Ação necessária A:
Diga se cada afirmação abaixo está de acordo com o trecho sobre a lavoura, respondendo sim ou não e citando as palavras dele que decidem: (i) O valor prometido ao final da colheita poderia chegar a R$ 15 mil por pessoa. (ii) Cada família recebia o adiantamento mensal em dinheiro vivo. (iii) A prática foi identificada como ocorrendo havia pelo menos cinco meses.
Ação necessária B:
Liste todos os cargos ou funções profissionais mencionados no trecho sobre a lavoura.
Ação necessária C:
Prossiga com o trecho sobre a lavoura a partir da última frase apresentada.

Trecho:
<<<<
Segundo depoimentos, entre eles do encarregado da lavoura, foi prometido o pagamento, ao final da colheita, de valores que poderiam atingir R$ 15 mil por pessoa, na forma de participação nos lucros. Enquanto a promessa não se concretizava, cada família recebia um valor mensal pré-determinado em cheque, na forma de adiantamento, que era descontado em um pequeno mercado da cidade. Eles trocavam o valor integral do cheque por mercadorias. Por isso, não havia qualquer sobra a ser revertida para o pagamento salarial. Procuradores e fiscais identificaram que essa prática vinha ocorrendo há pelo menos cinco meses.
>>>>
Informações da fonte:
<<<<
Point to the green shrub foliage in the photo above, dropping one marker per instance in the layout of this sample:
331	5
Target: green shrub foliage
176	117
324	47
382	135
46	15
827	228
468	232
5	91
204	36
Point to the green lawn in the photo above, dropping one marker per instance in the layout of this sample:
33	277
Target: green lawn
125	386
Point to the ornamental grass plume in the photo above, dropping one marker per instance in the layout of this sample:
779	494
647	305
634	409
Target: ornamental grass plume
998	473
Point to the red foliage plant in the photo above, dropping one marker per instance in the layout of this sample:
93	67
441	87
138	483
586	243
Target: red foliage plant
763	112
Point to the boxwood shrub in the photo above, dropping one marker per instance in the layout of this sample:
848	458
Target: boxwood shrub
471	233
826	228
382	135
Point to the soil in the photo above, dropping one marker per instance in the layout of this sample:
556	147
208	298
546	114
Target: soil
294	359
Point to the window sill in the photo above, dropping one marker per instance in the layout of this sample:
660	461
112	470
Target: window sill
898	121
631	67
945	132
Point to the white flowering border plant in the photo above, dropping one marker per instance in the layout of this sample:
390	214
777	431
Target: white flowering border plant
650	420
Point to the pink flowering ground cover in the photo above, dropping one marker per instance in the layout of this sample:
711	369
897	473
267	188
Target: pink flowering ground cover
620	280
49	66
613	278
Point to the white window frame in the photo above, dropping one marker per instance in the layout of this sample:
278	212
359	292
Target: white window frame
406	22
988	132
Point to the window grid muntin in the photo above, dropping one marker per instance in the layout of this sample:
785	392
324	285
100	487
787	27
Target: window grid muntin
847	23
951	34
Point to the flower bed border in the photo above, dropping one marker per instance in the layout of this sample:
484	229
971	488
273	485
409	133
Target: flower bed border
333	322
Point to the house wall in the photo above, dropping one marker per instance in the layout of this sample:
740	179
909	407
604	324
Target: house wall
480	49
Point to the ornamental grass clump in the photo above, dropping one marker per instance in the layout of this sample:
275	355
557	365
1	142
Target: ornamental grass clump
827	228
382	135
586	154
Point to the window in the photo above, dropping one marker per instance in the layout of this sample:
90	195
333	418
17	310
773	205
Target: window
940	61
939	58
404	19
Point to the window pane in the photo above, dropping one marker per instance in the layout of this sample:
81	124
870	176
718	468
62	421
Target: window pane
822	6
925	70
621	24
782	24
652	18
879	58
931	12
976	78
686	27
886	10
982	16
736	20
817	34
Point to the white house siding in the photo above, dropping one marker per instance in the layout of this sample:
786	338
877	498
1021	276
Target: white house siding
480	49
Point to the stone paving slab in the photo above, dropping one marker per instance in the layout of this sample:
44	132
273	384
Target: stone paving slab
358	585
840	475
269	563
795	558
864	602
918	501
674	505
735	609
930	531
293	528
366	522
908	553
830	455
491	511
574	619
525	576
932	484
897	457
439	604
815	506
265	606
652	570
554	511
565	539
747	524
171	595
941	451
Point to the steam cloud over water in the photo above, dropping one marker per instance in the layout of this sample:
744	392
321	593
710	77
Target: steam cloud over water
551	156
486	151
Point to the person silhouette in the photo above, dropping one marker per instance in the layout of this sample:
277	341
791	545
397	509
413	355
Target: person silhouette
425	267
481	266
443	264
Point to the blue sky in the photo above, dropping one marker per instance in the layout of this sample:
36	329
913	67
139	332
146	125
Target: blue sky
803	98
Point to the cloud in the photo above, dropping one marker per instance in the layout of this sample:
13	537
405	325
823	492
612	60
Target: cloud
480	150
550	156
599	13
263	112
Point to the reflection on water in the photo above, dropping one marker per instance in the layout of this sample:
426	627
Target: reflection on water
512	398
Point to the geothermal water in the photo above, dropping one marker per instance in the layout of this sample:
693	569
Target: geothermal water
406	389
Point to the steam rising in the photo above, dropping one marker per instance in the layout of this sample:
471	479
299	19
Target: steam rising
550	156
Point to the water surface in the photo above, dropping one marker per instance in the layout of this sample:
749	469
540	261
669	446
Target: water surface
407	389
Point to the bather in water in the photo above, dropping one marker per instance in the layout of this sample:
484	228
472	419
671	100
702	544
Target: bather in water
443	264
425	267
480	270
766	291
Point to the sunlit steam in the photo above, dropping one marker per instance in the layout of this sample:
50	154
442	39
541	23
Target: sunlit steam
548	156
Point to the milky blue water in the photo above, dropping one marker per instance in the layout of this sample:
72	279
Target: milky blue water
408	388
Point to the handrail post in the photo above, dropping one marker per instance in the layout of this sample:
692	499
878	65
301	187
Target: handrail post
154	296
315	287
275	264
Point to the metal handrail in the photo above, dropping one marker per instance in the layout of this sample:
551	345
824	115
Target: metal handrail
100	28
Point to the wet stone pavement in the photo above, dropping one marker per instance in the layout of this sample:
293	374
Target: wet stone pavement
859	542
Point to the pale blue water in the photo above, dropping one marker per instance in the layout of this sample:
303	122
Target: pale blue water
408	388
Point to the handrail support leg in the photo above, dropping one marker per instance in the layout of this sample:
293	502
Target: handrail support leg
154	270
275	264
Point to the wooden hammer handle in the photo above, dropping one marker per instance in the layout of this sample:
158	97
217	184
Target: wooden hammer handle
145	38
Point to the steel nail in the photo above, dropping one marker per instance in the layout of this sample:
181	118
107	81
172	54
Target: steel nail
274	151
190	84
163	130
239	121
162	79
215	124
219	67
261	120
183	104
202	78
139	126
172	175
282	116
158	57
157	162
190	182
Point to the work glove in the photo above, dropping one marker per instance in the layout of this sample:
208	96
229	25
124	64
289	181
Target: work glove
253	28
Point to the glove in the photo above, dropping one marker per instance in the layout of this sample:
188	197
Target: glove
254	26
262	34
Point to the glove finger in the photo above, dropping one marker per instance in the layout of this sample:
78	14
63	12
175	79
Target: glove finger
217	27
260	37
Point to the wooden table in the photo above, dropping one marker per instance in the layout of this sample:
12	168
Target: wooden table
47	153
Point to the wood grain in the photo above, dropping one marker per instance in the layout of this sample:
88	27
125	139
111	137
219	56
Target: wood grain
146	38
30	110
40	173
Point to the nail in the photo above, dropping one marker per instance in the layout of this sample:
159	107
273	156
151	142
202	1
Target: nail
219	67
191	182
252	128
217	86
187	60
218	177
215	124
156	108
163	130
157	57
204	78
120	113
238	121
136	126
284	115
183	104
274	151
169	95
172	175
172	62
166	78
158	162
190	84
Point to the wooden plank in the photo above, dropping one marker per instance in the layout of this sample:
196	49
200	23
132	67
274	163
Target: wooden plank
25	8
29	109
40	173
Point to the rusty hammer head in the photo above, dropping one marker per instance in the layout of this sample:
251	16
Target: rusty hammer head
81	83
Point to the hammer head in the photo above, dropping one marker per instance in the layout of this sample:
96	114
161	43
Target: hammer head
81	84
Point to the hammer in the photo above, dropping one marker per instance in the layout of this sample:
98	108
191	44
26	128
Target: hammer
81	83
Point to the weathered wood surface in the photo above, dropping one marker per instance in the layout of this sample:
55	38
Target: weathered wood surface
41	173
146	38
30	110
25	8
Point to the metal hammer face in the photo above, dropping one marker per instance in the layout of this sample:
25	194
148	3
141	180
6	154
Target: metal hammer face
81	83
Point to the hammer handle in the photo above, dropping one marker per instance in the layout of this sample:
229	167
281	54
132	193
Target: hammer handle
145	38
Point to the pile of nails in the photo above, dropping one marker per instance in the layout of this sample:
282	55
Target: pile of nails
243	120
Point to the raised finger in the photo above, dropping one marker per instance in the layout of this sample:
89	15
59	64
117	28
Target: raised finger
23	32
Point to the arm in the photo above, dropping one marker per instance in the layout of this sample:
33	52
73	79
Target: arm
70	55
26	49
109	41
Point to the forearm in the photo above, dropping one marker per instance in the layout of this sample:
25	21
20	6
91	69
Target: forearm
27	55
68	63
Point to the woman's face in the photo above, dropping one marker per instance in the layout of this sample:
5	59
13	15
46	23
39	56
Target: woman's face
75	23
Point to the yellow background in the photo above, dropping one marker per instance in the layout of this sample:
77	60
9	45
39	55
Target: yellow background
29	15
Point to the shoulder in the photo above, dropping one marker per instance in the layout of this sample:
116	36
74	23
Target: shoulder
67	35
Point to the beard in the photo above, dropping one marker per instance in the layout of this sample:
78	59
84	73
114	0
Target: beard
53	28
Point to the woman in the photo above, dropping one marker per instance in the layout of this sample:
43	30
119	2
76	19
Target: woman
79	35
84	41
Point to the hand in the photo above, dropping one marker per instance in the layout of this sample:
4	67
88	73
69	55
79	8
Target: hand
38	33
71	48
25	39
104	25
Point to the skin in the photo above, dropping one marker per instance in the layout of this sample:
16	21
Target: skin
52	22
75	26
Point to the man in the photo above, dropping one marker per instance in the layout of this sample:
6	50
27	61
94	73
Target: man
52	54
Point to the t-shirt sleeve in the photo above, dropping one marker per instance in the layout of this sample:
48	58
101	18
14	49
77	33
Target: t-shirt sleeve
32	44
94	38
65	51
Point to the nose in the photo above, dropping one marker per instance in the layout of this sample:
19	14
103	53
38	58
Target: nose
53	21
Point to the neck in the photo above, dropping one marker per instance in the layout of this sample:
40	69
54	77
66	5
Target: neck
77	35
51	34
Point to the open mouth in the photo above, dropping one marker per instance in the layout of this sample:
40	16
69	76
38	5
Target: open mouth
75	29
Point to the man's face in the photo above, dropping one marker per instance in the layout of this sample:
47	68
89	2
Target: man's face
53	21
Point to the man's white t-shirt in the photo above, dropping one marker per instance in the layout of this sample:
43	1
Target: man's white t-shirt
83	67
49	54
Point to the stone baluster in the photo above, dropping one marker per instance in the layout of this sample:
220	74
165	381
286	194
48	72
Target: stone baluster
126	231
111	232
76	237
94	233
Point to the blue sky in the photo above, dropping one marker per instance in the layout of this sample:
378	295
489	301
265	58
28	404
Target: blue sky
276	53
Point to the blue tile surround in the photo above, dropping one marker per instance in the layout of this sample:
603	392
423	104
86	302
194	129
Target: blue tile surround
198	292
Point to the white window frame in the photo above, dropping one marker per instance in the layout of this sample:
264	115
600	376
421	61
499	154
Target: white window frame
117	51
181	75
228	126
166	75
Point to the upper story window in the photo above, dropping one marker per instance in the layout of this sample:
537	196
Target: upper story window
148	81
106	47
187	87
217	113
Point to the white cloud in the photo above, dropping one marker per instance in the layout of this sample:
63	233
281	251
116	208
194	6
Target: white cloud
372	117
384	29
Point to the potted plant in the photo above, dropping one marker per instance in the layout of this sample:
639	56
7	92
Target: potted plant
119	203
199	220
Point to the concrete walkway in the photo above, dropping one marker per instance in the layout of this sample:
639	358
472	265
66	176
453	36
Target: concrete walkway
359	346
>>>>
Resposta do exercício A:
(i) Sim: "valores que poderiam atingir R$ 15 mil por pessoa".
(ii) Não: "cada família recebia um valor mensal pré-determinado em cheque".
(iii) Sim: "essa prática vinha ocorrendo há pelo menos cinco meses".

Resposta do exercício B:
encarregado da lavoura, procuradores, fiscais

Resposta do exercício C:
Nas frentes de trabalho, as autoridades apontaram risco de contaminação na aplicação de agrotóxicos, já que o uniforme utilizado para a atividade é higienizado em meio à lavoura, quando deveria ter um local apropriado para a lavagem. As máscaras de proteção, que não podem ficar próximas ao uniforme com veneno, são lavadas junto com o restante do equipamento.
Os 26 trabalhadores resgatados pelo Ministério do Trabalho vão receber as verbas referentes à rescisão contratual (FGTS, multa, 13º salário, férias, etc) e também a guia para a retirada do seguro desemprego. Eles voltaram, nessa terça-feira (11), para as cidades de origem, em Minas Gerais. Hayata se comprometeu a providenciar ônibus e bancar outros gastos da viagem.
O produtor rural firmou TAC (termo de ajustamento de conduta) se responsabilizando pelo pagamento de aproximadamente R$ 15 mil líquido para cada trabalhador, sendo R$ 5 mil de indenização por danos morais e R$ 10 mil referentes às verbas rescisórias. Os “mensalistas” receberão R$ 3 mil líquidos pela remuneração prevista e mais R$ 1.500 por cada mês ou fração inferior a 15 dias pelos danos morais sofridos.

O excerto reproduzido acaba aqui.